- [Written request 1]: Duplicate the passage of the review comments below, starting at "The dashed lines represent: The" and ending at "it is calculated.".

- [Quoted text]:

Response: Thanks, allowing samples to freeze will cause them to expand in volume and damage the vial.
Comments: Line 158-159. This sentence does not make sense to a large number of your readers. You first need to define what NBS is (i.e., National Bureau of Standards (NBS)) and give a bit of context what the mean value is good for? What is the purpose this mean value? Why do you need to report it in your paper? How does it help your results?
Response: Thank you, we have revised the paper.
Comments: Section 4. What are the standard division values for all the parameters measured? Please report them as it would make comparisons more meaningful.
Response: Thank you, we have revised the paper.
Comments: Line 162-163: How did the authors measure the temperature? I suppose this must have been done in-situ, in which case this must be mentioned in the paper.
Response: Thank you, it was measured in-situ in the field work. We add the related description in the paper.
Comments: Figure 2. What are the dashed lines and how were they created? The authors would need to make this clear.
Response: Thank you, indeed, we feel the dashed lines exhibit confusion for the readers. Therefore, we described it in the Figure name to make it clearer.
The dashed lines represent: The overall change trend of ion content in tailings leachate.
Comments: Figure 3. This figure is not well designed. In Fig 3a, half of the carbonate is above 100 HCO3/Na, hence for benefit of measurements, the upper boundary of the carbonates cannot be determined as your axis margin only goes up to 100. Fig 3a and 3b are attached together and 0.1 HCO3/Na appears to be maximum value of the Y-axis in Fig.3b and minimum value of Y-axis in Fig.3a. The authors need to detach the two graphs and present them with a space (similar to Figure 3b and 3c). Also, what is Stoichiometry ratio? Figure 3c is the only place in the whole of the paper that this is discussed. The authors need to provide a brief, at least in the results or methods on what this ratio is and how it is calculated.

(Data listing)
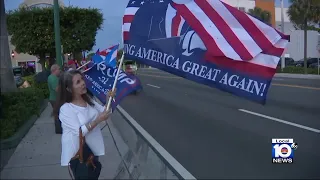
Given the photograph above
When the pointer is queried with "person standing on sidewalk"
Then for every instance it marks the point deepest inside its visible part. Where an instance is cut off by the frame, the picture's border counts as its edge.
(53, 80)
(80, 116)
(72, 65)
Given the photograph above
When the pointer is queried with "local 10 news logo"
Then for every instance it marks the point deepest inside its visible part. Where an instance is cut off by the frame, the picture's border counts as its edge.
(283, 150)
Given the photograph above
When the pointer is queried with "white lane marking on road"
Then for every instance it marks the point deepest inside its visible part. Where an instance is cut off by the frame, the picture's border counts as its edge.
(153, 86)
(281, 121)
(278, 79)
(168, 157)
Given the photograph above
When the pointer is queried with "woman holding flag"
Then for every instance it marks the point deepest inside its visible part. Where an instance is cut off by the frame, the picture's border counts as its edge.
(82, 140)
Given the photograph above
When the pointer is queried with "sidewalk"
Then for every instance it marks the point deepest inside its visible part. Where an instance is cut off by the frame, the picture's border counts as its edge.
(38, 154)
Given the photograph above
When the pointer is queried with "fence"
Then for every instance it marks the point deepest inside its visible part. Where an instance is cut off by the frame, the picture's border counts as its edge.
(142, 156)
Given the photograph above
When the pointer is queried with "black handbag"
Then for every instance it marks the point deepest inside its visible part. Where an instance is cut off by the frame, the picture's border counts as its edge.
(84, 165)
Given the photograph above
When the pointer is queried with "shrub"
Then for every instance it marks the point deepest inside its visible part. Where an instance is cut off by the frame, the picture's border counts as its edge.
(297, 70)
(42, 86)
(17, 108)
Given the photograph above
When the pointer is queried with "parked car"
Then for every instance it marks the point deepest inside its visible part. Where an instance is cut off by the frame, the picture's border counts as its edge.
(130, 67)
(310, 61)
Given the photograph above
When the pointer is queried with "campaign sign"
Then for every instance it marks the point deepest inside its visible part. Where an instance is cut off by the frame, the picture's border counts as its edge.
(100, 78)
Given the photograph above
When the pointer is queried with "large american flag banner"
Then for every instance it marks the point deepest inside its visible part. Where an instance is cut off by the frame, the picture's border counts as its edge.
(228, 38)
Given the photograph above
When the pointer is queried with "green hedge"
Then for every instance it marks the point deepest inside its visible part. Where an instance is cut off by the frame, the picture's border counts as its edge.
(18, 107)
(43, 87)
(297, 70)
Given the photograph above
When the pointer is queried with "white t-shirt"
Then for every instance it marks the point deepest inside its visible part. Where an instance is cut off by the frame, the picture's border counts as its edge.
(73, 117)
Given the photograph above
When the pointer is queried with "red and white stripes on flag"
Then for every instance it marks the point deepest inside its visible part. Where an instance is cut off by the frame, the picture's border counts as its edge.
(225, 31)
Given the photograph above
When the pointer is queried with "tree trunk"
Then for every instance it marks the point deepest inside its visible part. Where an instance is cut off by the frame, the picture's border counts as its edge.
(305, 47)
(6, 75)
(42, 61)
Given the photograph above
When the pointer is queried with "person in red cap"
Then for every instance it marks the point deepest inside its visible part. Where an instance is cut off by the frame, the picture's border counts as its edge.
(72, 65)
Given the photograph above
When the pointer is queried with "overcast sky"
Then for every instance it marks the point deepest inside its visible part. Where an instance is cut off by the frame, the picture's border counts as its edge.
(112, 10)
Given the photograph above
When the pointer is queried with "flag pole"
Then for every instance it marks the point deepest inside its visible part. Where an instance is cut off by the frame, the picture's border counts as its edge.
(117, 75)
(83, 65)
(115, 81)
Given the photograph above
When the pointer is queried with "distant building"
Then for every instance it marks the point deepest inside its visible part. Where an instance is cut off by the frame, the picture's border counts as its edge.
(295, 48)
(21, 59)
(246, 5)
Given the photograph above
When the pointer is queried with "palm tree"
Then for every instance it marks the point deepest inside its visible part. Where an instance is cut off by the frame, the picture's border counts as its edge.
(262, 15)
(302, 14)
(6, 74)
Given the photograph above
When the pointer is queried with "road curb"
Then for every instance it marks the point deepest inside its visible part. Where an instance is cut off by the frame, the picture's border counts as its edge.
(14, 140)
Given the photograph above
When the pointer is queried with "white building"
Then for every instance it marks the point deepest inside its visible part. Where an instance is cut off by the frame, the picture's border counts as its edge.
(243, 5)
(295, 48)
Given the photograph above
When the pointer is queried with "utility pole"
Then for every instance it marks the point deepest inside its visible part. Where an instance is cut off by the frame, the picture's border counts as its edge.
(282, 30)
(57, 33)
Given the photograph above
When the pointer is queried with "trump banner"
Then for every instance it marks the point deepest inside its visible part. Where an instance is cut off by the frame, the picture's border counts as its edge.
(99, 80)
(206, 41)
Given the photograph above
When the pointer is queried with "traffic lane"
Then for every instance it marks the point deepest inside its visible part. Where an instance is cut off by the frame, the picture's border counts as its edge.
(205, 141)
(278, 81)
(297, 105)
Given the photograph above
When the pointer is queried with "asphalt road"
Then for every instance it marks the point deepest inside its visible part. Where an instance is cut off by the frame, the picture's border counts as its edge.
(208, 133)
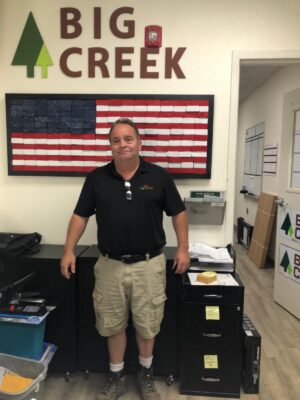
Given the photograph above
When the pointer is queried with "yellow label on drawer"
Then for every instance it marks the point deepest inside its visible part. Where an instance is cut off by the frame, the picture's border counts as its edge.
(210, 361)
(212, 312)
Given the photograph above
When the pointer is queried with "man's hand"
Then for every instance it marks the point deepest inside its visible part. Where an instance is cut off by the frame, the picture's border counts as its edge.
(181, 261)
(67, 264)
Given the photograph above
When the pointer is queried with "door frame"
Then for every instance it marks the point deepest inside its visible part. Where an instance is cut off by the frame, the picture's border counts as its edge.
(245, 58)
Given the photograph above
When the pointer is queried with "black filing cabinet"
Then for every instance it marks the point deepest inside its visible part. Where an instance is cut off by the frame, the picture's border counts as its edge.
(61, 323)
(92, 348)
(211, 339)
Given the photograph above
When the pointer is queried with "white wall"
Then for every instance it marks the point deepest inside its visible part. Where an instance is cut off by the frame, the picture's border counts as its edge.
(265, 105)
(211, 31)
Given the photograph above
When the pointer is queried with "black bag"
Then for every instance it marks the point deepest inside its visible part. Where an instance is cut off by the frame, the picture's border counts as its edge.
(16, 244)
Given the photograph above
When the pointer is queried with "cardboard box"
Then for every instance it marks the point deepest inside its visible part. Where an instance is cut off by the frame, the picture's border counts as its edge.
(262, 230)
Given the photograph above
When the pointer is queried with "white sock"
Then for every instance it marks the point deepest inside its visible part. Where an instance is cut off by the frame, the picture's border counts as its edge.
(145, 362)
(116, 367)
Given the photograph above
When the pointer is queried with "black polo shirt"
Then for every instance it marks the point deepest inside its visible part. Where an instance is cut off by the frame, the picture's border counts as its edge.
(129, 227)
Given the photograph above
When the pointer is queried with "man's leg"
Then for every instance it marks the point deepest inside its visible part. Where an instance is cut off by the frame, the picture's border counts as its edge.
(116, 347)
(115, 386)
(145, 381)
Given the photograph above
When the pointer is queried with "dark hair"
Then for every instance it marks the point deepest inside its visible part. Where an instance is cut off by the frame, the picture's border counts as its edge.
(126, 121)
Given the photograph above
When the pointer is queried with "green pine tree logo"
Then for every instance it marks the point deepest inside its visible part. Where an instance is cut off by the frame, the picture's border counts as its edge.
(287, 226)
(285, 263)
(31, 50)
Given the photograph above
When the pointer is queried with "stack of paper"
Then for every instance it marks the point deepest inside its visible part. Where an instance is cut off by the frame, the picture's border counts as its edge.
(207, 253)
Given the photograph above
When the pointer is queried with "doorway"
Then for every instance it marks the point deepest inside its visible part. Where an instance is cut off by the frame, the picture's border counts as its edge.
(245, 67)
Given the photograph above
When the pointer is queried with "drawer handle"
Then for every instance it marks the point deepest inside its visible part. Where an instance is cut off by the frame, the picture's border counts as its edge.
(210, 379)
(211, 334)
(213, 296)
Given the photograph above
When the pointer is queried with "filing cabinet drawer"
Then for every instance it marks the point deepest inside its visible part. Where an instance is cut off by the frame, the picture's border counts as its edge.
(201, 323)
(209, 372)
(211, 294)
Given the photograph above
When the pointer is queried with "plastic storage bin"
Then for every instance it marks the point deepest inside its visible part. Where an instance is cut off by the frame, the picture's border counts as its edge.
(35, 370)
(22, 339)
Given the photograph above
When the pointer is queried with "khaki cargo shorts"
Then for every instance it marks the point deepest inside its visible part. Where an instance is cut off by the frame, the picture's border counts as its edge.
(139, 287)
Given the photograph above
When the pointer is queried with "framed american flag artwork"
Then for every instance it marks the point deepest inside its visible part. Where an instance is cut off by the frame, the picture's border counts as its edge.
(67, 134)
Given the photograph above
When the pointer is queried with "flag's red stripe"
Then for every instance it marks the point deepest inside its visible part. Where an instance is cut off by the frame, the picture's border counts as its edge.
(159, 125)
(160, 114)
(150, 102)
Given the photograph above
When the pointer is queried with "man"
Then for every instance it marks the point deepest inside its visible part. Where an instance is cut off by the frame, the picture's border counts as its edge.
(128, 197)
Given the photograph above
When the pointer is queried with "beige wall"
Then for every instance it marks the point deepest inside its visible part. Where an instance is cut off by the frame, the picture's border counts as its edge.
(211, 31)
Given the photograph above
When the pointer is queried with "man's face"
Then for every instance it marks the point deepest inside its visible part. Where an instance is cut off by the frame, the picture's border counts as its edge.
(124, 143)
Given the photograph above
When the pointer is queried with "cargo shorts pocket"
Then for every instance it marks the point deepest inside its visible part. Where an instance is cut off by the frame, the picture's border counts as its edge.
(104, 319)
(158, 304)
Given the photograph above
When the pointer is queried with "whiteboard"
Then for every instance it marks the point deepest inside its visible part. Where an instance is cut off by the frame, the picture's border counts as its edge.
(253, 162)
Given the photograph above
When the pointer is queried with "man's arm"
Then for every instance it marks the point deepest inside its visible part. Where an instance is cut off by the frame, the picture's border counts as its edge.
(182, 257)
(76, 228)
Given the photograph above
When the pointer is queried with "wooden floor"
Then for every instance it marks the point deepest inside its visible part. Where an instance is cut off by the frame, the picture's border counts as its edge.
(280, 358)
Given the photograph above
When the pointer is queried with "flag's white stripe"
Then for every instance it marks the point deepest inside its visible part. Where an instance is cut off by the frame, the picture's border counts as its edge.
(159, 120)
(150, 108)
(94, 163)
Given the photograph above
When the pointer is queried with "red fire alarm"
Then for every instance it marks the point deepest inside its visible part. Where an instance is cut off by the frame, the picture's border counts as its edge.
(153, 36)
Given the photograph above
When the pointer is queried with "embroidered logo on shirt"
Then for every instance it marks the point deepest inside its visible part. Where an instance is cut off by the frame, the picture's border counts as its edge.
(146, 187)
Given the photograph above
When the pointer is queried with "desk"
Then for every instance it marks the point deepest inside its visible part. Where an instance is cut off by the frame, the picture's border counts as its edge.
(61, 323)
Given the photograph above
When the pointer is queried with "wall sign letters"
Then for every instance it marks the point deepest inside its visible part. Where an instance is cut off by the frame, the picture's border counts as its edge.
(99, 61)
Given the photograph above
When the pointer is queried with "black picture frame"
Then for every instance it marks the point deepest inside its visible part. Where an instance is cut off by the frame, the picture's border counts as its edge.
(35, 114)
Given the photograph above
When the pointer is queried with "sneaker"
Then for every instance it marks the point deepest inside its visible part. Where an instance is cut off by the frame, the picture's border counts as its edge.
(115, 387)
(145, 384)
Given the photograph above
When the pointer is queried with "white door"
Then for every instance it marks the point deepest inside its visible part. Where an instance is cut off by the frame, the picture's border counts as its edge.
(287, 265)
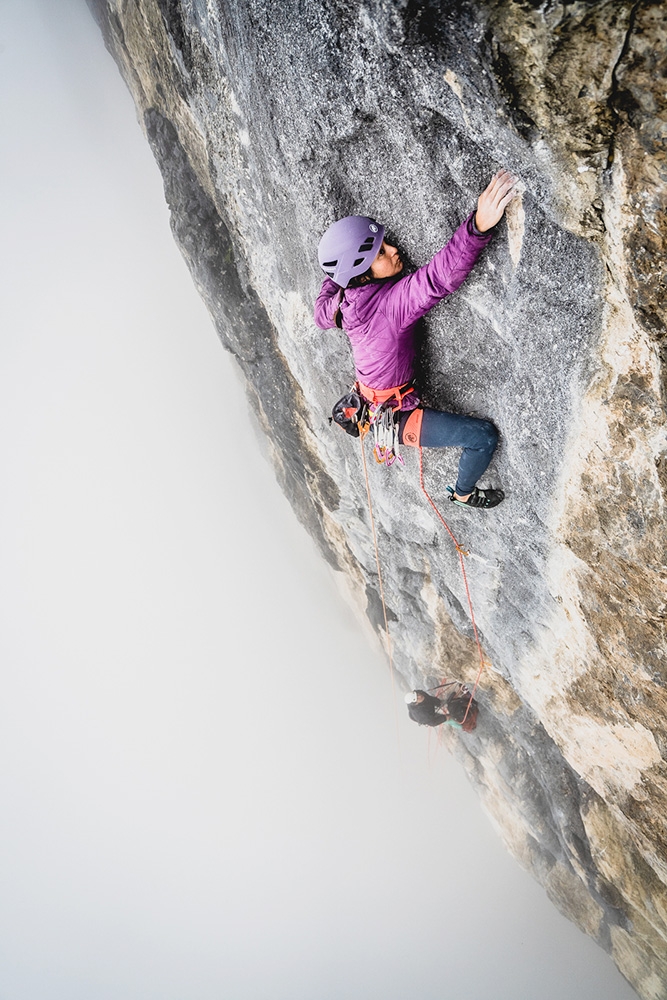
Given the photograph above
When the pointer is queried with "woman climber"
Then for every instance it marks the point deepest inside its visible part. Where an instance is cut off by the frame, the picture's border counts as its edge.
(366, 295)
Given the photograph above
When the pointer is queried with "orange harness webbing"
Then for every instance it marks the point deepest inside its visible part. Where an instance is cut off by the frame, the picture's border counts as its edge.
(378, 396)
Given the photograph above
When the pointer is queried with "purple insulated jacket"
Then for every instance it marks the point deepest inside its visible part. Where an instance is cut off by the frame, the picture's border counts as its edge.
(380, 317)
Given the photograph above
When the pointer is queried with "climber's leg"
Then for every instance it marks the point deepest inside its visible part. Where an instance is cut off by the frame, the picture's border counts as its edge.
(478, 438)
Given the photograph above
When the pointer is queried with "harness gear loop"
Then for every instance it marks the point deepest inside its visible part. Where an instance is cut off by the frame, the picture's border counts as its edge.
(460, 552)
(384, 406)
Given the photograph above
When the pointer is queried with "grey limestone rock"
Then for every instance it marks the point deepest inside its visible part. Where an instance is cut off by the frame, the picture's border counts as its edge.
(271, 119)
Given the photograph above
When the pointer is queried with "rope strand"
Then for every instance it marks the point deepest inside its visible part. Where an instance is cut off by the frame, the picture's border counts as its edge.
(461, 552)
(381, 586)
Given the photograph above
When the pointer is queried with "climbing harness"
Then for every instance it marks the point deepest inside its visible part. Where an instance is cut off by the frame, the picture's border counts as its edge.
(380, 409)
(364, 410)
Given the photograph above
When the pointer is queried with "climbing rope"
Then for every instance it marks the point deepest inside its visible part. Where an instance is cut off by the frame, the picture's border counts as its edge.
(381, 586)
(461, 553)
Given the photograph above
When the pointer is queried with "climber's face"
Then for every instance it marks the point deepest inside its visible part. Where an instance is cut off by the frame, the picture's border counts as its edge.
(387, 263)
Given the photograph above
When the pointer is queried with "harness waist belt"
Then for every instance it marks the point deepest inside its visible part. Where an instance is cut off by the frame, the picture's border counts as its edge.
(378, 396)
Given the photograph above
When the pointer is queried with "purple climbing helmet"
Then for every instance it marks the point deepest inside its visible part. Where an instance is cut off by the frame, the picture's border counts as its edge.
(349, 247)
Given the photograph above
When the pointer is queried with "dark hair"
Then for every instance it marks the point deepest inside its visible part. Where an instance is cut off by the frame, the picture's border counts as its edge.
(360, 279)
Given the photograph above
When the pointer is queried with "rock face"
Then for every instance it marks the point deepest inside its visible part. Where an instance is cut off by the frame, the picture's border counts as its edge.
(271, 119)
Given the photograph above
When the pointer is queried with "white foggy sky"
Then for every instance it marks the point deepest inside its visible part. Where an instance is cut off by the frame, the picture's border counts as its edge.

- [Written request 2]: From the records above, filter out and list every line that contains the string "sidewalk".

- [Result 1]:
The dashed lines represent: The overall change trend of ion content in tailings leachate.
Comments: Figure 3. This figure is not well designed. In Fig 3a, half of the carbonate is above 100 HCO3/Na, hence for benefit of measurements, the upper boundary of the carbonates cannot be determined as your axis margin only goes up to 100. Fig 3a and 3b are attached together and 0.1 HCO3/Na appears to be maximum value of the Y-axis in Fig.3b and minimum value of Y-axis in Fig.3a. The authors need to detach the two graphs and present them with a space (similar to Figure 3b and 3c). Also, what is Stoichiometry ratio? Figure 3c is the only place in the whole of the paper that this is discussed. The authors need to provide a brief, at least in the results or methods on what this ratio is and how it is calculated.

- [Result 2]:
When the pointer is queried with "person standing on sidewalk"
When the pointer is queried with "sidewalk"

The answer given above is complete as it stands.